▶ **Text provided**:

When Apple’s annual World Wide Developers Conference kicks off later this month, it will look markedly different than its previous 30 iterations. Instead of a in-person conference held in San Jose, California with parties, sushi dinners, and hands-on workshops, WWDC will be held online this year due to the Covid-19 pandemic.
For the public, the draw is Apple’s so-called “keynote” on the first day of the conference where CEO Tim Cook and other executives reveal the latest version of iPhone, iPad, Apple Watch, and Mac software, which will come out in the fall. Like in earlier years, the keynote presentation will be streamed online around the world.
But for developers who have nicknamed the gathering “Dub Dub,” a significant draw is the opportunity to receive detailed technical help with their current projects after the keynote ends. This year, instead of one-on-one time with Apple employees, they’ll be watching recorded videos, applying for limited videoconferencing spots and asking questions on Apple’s developer forums.
“WWDC is when developers around the world fly into a high production-quality event, to learn things, ask questions at labs, get the idea and so forth. So if you want to launch a big idea, like moving to SwiftUI, you have to get developers together, to ask questions, and get things solved and move on,” Paul Hudson, author of Hacking With Swift, and a four-time WWDC attendee, said.
Apple is not the only big tech company to move its developer conference to an online, video-first format this year — Google and Microsoft did the same, and Facebook canceled its entirely. But WWDC is a critical event for Apple as well as its only public-facing conference, and the success of its new format will partially determine how many apps optimized for the new operating systems will launch alongside the new software this fall. Apple said in its most recent annual filing that its future financial performance depends in part on support from third-party software developers.

▶ **Data extract**:
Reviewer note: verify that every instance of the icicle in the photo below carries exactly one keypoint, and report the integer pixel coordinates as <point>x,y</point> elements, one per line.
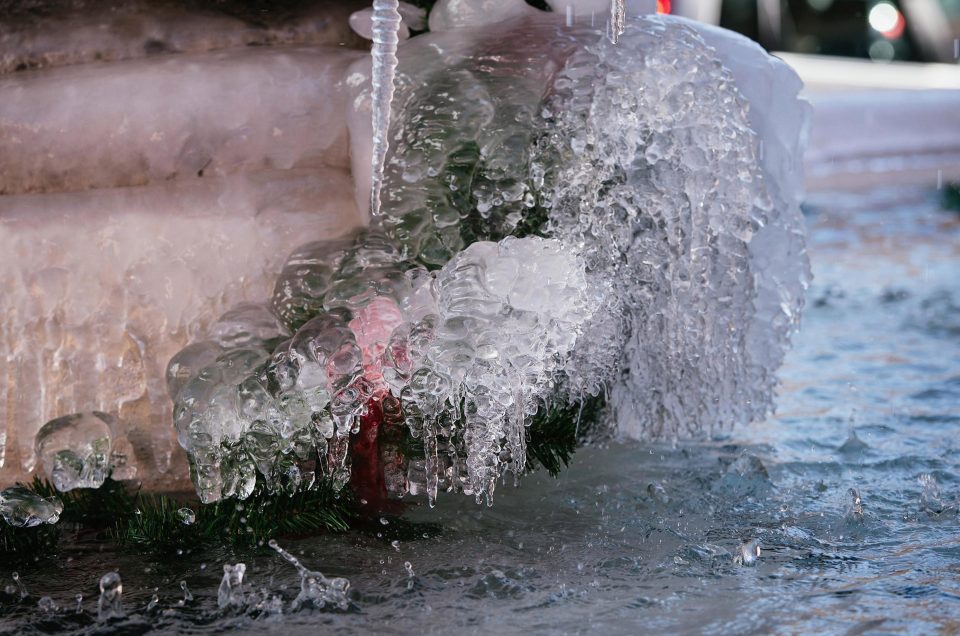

▶ **Parts of the exercise**:
[1] Update the WWDC article between "For the public, the" and "Apple’s developer forums.", inclusive, so that "developers" reads "programmers" each time it occurs.
[2] Answer these questions using the WWDC article.
(a) How many previous iterations of the conference does the article mention?
(b) What nickname have developers given the gathering?
(c) Which company canceled its developer conference entirely?

▶ **Solutions per task**:
[1]
For the public, the draw is Apple’s so-called “keynote” on the first day of the conference where CEO Tim Cook and other executives reveal the latest version of iPhone, iPad, Apple Watch, and Mac software, which will come out in the fall. Like in earlier years, the keynote presentation will be streamed online around the world.
But for programmers who have nicknamed the gathering “Dub Dub,” a significant draw is the opportunity to receive detailed technical help with their current projects after the keynote ends. This year, instead of one-on-one time with Apple employees, they’ll be watching recorded videos, applying for limited videoconferencing spots and asking questions on Apple’s developer forums.

[2]
(a) 30
(b) "Dub Dub"
(c) Facebook